---------- Source extract ----------

F I L E D
United States Court of Appeals
Tenth Circuit
UNITED STATES COURT OF APPEALS
JUL 15 1998
TENTH CIRCUIT
PATRICK FISHER
Clerk
ORAL ROBERTS UNIVERSITY, an
Oklahoma corporation,
Plaintiff - Appellee,
v. No. 97-5023
No. 97-5115
No. 98-5031
TRAVIS ANDERSON, an individual; (D.C. No. 95-CV-583-H)
METROPLEX PROPERTIES, L.L.C., a (N.D. Okla.)
Colorado limited liability company,
Defendants - Appellants.
ORDER AND JUDGMENT*
Before TACHA, BALDOCK, Circuit Judges, and GREENE,** Senior District Judge.
Plaintiff Oral Roberts University owns certain real property in Tulsa, Oklahoma.
On September 27, 1994, Plaintiff entered into an agreement with Defendant Travis
*
This order and judgment is not binding precedent, except under the
doctrines of law of the case, res judicata, and collateral estoppel. The court generally
disfavors the citation of orders and judgments; nevertheless, an order and judgment may
be cited under the terms and conditions of 10th Cir. R. 36.3.
**
Honorable J. Thomas Greene, Senior United States District Judge for the
District of Utah, sitting by designation.

---------- Data section ----------

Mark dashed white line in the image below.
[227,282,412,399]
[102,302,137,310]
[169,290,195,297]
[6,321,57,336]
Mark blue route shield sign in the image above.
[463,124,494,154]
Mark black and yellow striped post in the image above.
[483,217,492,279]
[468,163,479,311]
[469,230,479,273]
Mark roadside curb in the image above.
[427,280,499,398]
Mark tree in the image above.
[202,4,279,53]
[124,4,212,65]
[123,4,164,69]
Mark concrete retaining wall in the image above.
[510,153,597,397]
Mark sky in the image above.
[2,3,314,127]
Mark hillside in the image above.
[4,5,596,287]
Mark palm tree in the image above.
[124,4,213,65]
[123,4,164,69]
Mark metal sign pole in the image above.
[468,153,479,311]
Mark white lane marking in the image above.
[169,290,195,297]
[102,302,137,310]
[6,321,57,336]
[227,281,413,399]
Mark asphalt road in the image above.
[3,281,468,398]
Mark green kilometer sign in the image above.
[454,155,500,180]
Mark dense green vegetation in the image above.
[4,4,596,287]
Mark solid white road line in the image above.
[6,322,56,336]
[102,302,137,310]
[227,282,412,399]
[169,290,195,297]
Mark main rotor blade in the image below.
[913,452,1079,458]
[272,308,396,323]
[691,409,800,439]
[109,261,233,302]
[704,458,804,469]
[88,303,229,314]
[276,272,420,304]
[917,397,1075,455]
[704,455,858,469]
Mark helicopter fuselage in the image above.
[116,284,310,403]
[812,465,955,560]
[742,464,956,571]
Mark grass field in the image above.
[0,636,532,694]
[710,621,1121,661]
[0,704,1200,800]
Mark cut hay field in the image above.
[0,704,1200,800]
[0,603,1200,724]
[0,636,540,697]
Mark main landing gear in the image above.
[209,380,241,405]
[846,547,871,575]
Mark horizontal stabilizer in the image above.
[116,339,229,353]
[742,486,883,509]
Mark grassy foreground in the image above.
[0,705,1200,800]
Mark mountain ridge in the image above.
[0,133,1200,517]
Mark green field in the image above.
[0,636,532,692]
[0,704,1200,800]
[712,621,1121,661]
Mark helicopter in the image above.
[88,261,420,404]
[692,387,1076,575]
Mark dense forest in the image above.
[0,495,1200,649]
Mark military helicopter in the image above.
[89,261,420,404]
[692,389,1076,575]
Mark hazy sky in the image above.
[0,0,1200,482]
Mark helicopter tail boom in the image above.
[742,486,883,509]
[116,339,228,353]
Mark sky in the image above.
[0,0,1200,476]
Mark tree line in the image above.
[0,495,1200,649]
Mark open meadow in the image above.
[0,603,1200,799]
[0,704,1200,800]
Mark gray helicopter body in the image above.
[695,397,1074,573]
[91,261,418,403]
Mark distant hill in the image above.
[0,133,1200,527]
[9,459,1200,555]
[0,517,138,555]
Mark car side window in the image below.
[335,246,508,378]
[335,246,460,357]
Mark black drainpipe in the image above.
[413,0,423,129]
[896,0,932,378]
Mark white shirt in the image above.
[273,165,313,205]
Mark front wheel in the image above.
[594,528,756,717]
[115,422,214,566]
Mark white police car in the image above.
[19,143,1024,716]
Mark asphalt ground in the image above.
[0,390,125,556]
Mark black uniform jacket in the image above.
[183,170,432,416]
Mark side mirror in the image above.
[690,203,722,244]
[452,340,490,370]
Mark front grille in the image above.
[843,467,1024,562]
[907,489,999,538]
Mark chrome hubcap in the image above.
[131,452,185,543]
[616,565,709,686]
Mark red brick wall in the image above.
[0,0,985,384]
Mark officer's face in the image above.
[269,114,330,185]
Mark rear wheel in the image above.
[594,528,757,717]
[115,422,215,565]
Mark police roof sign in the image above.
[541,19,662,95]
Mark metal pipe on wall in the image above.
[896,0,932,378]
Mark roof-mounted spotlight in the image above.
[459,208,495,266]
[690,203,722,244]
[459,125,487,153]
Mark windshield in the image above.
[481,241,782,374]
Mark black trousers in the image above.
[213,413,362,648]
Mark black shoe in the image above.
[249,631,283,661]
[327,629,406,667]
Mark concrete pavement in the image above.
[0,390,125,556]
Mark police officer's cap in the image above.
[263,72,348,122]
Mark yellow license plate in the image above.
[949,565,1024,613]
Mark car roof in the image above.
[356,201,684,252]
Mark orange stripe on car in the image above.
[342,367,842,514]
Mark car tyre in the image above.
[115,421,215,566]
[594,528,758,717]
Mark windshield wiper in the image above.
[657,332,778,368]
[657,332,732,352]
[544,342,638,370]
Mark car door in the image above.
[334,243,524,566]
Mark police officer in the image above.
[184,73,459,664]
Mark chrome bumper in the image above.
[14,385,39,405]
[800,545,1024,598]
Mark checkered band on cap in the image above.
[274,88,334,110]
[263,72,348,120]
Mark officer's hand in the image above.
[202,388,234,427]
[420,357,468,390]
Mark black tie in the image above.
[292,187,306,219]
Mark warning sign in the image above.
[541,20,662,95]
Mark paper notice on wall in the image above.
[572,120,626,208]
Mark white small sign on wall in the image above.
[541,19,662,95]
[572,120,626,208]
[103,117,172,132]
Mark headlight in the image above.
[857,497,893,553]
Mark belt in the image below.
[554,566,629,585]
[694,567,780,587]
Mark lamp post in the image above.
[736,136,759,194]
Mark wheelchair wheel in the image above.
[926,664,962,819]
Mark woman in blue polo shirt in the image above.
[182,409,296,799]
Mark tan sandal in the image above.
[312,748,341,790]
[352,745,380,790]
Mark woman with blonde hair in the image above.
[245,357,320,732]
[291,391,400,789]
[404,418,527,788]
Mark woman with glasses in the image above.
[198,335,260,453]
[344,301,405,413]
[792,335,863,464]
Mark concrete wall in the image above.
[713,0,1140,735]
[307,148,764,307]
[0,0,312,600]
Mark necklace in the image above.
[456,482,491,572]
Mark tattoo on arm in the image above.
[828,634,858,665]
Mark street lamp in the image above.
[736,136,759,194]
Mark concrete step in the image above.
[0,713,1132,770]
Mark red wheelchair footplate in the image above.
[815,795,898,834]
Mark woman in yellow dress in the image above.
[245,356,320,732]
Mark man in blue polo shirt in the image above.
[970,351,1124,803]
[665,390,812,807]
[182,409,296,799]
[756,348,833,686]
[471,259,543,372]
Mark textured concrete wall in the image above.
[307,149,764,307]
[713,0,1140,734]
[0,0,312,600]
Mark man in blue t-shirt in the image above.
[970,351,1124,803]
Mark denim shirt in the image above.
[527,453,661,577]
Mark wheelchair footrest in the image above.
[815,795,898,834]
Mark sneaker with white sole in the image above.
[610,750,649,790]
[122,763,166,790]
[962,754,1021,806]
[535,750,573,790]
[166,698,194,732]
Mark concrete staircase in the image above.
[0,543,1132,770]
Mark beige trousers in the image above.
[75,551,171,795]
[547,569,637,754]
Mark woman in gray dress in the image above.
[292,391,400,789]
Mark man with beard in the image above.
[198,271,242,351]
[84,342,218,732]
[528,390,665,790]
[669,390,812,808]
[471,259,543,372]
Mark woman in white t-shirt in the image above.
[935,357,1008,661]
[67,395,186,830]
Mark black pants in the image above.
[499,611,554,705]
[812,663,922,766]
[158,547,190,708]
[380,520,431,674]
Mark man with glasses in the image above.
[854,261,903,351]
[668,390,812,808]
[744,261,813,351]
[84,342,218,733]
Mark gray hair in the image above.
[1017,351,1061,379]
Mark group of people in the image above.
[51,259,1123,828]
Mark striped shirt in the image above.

----------

= Task 1 =
Can you retype the court order's stretch from "On September 27, 1994, Plaintiff" through "sitting by designation."?
= Task 2 =
According to the court order, why is Judge Greene, a district judge for the District of Utah, on this Tenth Circuit panel?
The data has no connection to the court order.

= Exercise result 1 =
On September 27, 1994, Plaintiff entered into an agreement with Defendant Travis
*
This order and judgment is not binding precedent, except under the
doctrines of law of the case, res judicata, and collateral estoppel. The court generally
disfavors the citation of orders and judgments; nevertheless, an order and judgment may
be cited under the terms and conditions of 10th Cir. R. 36.3.
**
Honorable J. Thomas Greene, Senior United States District Judge for the
District of Utah, sitting by designation.

= Exercise result 2 =
He is sitting by designation. He is a Senior United States District Judge for the District of Utah.